Detectar Bots y Web Spiders de los navegadores que nos visitan

Actualizado el sábado, 5 mayo, 2018

Prácticamente la totalidad de los sitios web implementan su registro de visitas en una base de datos. Después de un tiempo se comienzan a acumular datos, que posteriormente se hace evidente que algunos de esos datos son basura debido a las arañas y los robots que están verificando el sitio. Este tipo de robots utilizan lineas de navegador únicas (HTTP_USER_AGENT), lo que hace que sean fáciles de identificar.

Con esta simple función, evitamos que nos contabilice como visita en nuestro registro.

function is_bot(){
 
    $bots = array(
        'Googlebot', 'Baiduspider', 'ia_archiver',
        'R6_FeedFetcher', 'NetcraftSurveyAgent', 'Sogou web spider',
        'bingbot', 'Yahoo! Slurp', 'facebookexternalhit', 'PrintfulBot',
        'msnbot', 'Twitterbot', 'UnwindFetchor',
        'urlresolver', 'Butterfly', 'TweetmemeBot' );
 
 
    foreach($bots as $b){
 
        if( stripos( $_SERVER['HTTP_USER_AGENT'], $b ) !== false ) return true;
 
    }
 
 
 
    return false;
 
}

Motores de búsqueda, arañas y rastreadores (los mas conocidos).

  • Baiduspider+(+http://www.baidu.com/search/spider.htm)
  • Mozilla/5.0 (compatible; Baiduspider/2.0; +http://www.baidu.com/search/spider.html)
  • Moreoverbot/5.1 (+http://w.moreover.com; webmaster@moreover.com) Mozilla/5.0
  • UnwindFetchor/1.0 (+http://www.gnip.com/)
  • Voyager/1.0
  • PostRank/2.0 (postrank.com)
  • R6_FeedFetcher(www.radian6.com/crawler)
  • R6_CommentReader(www.radian6.com/crawler)
  • radian6_default_(www.radian6.com/crawler)
  • Mozilla/5.0 (compatible; Ezooms/1.0; ezooms.bot@gmail.com)
  • ia_archiver (+http://www.alexa.com/site/help/webmasters; crawler@alexa.com)
  • Mozilla/5.0 (compatible; Yahoo! Slurp; http://help.yahoo.com/help/us/ysearch/slurp)
  • Mozilla/5.0 (compatible; Googlebot/2.1; +http://www.google.com/bot.html)
  • Mozilla/5.0 (en-us) AppleWebKit/525.13 (KHTML, like Gecko; Google Web Preview) Version/3.1 Safari/525.13
  • Mozilla/5.0 (compatible; YandexBot/3.0; +http://yandex.com/bots)

========================================================================

• **Tareas escritas**:
1) Según el texto sobre la detección de bots, ¿qué tienen los robots que los hace fáciles de identificar?
2) Retoma el texto sobre la detección de bots en el punto donde termina y continúalo.
El material que sigue no hace falta para esta actividad.

• **Extracto de origen**:

========================================================================

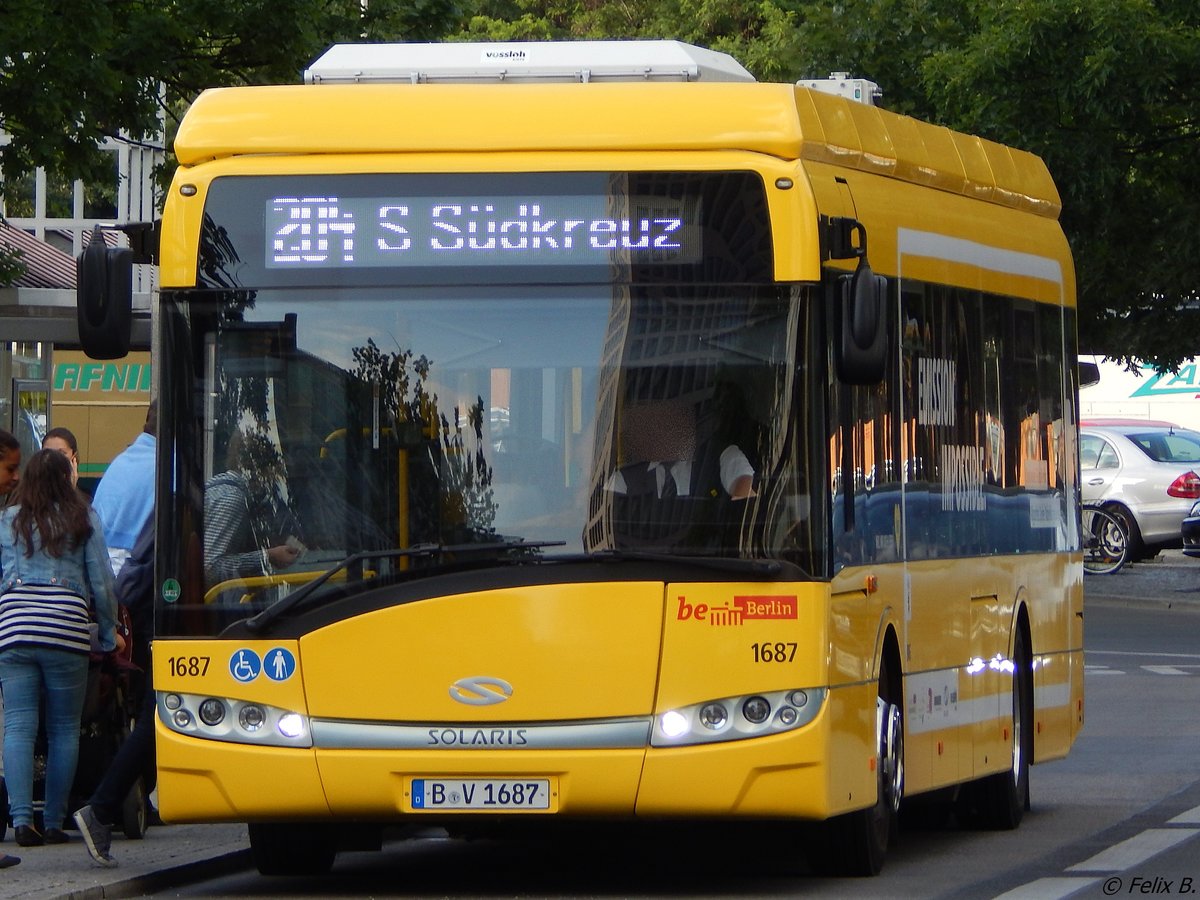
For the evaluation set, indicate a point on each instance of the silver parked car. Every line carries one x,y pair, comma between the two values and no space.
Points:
1146,473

========================================================================

• **Resultados del ejercicio**:
1) Usan líneas de navegador únicas (HTTP_USER_AGENT).

2)
  • Mozilla/5.0 (compatible; bingbot/2.0; +http://www.bing.com/bingbot.htm)
  • Twitterbot/0.1
  • LinkedInBot/1.0 (compatible; Mozilla/5.0; Jakarta Commons-HttpClient/3.1 +http://www.linkedin.com)
  • bitlybot
  • MetaURI API/2.0 +metauri.com
  • Mozilla/5.0 (compatible; Birubot/1.0) Gecko/2009032608 Firefox/3.0.8
  • Mozilla/5.0 (compatible; PrintfulBot/1.0; +http://printful.com/bot.html)
  • Mozilla/5.0 (compatible; PaperLiBot/2.1)
  • Summify (Summify/1.0.1; +http://summify.com)
  • Mozilla/5.0 (compatible; TweetedTimes Bot/1.0; +http://tweetedtimes.com)
  • PycURL/7.18.2
  • facebookexternalhit/1.1 (+http://www.facebook.com/externalhit_uatext.php)
  • Python-urllib/2.6
  • Python-httplib2/$Rev$
  • AppEngine-Google; (+http://code.google.com/appengine; appid: lookingglass-server)
  • Wget/1.9+cvs-stable (Red Hat modified)
  • Mozilla/5.0 (compatible; redditbot/1.0; +http://www.reddit.com/feedback)
  • Mozilla/5.0 (compatible; MSIE 6.0b; Windows NT 5.0) Gecko/2009011913 Firefox/3.0.6 TweetmemeBot
  • Mozilla/5.0 (compatible; discobot/1.1; +http://discoveryengine.com/discobot.html)
  • Mozilla/5.0 (compatible; Exabot/3.0; +http://www.exabot.com/go/robot)
  • Mozilla/5.0 (compatible; SiteBot/0.1; +http://www.sitebot.org/robot/)
  • Mozilla/4.0 (compatible; MSIE 6.0; Windows NT 5.1; SV1 + FairShare-http://fairshare.cc)
  • HTTP_Request2/2.0.0beta3 (http://pear.php.net/package/http_request2) PHP/5.3.2
  • Mozilla/5.0 (compatible; Embedly/0.2; +http://support.embed.ly/)
  • magpie-crawler/1.1 (U; Linux amd64; en-GB; +http://www.brandwatch.net)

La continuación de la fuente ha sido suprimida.